**What this task involves:**
Output every entry exactly, from the first line to the last.

**Recorded information:**
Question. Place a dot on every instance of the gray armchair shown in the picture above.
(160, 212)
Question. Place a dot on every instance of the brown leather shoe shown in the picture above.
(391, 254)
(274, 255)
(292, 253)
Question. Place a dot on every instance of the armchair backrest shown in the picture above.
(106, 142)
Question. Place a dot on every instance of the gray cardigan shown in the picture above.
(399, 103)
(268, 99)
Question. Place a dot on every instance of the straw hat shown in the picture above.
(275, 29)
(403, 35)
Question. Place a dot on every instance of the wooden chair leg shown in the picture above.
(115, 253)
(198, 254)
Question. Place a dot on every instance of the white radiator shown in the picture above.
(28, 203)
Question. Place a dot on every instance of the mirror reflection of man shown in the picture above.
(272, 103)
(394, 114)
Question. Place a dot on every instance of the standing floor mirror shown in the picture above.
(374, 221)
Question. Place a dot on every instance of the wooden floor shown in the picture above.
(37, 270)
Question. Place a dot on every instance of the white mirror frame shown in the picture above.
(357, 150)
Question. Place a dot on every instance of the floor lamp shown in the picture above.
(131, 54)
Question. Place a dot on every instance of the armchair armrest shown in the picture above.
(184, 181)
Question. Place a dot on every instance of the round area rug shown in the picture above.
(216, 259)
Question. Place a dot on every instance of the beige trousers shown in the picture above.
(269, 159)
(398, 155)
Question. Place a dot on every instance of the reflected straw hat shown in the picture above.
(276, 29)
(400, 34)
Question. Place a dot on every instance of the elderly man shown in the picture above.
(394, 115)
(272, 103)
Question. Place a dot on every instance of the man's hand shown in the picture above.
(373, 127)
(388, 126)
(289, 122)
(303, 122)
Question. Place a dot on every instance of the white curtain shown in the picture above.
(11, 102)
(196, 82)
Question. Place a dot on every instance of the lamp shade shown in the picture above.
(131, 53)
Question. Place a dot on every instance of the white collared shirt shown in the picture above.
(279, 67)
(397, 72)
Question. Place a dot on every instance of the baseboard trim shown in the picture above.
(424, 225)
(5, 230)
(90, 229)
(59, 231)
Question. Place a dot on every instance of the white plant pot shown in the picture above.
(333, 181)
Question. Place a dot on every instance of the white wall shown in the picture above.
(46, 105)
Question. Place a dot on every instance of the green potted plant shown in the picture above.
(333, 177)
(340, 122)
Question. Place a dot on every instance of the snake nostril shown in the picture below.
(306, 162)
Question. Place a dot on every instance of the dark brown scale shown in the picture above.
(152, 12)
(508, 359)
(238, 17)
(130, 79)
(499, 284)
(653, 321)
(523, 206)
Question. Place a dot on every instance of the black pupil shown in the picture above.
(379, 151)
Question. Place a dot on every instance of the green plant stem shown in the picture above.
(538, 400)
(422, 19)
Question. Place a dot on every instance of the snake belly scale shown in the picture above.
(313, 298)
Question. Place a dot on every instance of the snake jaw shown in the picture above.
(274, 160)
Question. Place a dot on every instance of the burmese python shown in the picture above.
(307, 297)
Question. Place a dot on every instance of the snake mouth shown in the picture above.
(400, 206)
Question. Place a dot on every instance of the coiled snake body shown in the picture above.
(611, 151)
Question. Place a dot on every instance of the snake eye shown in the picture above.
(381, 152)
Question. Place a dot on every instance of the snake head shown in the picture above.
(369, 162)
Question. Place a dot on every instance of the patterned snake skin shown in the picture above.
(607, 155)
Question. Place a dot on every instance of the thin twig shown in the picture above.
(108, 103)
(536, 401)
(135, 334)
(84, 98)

**The solution:**
Question. Place a dot on every instance of the gray armchair shown in the picture above.
(160, 212)
Question. Place a dot on every instance of the brown leather shoe shown in the picture above.
(391, 254)
(274, 255)
(292, 253)
Question. Place a dot on every instance of the armchair backrest shown in the picture above.
(106, 142)
Question. Place a dot on every instance of the gray cardigan shown in the picture above.
(399, 103)
(268, 99)
Question. Place a dot on every instance of the straw hat shown in the picture above.
(275, 29)
(403, 35)
Question. Place a dot on every instance of the wooden chair leg shown in the picture above.
(115, 253)
(198, 254)
Question. Place a dot on every instance of the white radiator shown in the picture above.
(28, 203)
Question. Place a dot on every instance of the mirror reflection of man shown in the picture above.
(272, 103)
(394, 114)
Question. Place a dot on every instance of the standing floor mirror shown in the picture above.
(374, 221)
Question. Place a dot on every instance of the wooden floor shown in the picture above.
(37, 270)
Question. Place a dot on every instance of the white mirror frame shown in the picture above.
(357, 150)
Question. Place a dot on every instance of the floor lamp shown in the picture above.
(131, 54)
Question. Place a dot on every instance of the armchair armrest shown in the picture above.
(184, 181)
Question. Place a dot on every instance of the round area rug shown in the picture above.
(216, 259)
Question. Place a dot on every instance of the beige trousers shown in the picture above.
(269, 159)
(398, 155)
Question. Place a dot on every instance of the reflected straw hat shown in the picture above.
(276, 29)
(400, 34)
Question. Place a dot on every instance of the elderly man shown in the picture above.
(394, 115)
(272, 103)
Question. Place a dot on every instance of the man's hand shown in the picture above.
(373, 127)
(388, 126)
(289, 122)
(303, 122)
Question. Place a dot on every instance of the white curtain shown in the picture above.
(11, 102)
(196, 82)
Question. Place a dot on every instance of the lamp shade shown in the picture above.
(131, 53)
Question. Place a dot on every instance of the white collared shirt shown in the picture above.
(279, 67)
(397, 72)
Question. Place a dot on every instance of the baseboard trim shown in the picture above.
(424, 225)
(5, 230)
(90, 229)
(59, 231)
Question. Place a dot on every instance of the white plant pot shown in the picture above.
(333, 181)
Question. Place a dot on every instance of the white wall shown in the picture above.
(46, 105)
Question. Place a dot on every instance of the green potted plant shown in the picture above.
(333, 177)
(340, 122)
Question. Place a dot on every instance of the snake nostril shown in the picture below.
(306, 162)
Question. Place a dot on every instance of the dark brown scale shown in the picture above.
(152, 12)
(508, 359)
(238, 17)
(130, 79)
(499, 284)
(653, 321)
(523, 206)
Question. Place a dot on every instance of the black pupil shown in the picture above.
(379, 151)
Question. Place a dot on every instance of the green plant stem shown in the picture above.
(538, 400)
(422, 19)
Question. Place a dot on every instance of the snake belly scale shown in the picture above.
(313, 298)
Question. Place a dot on every instance of the snake jaw shown in the picture above.
(274, 160)
Question. Place a dot on every instance of the burmese python shown in the picture above.
(307, 297)
Question. Place a dot on every instance of the snake mouth shown in the picture above.
(400, 206)
Question. Place a dot on every instance of the coiled snake body shown in the picture above.
(611, 151)
Question. Place a dot on every instance of the snake eye shown in the picture above.
(381, 152)
Question. Place a dot on every instance of the snake head shown in the picture above.
(369, 162)
Question. Place a dot on every instance of the patterned snake skin shown in the picture above.
(607, 155)
Question. Place a dot on every instance of the thin twig shown in the picture above.
(108, 103)
(536, 401)
(135, 334)
(84, 98)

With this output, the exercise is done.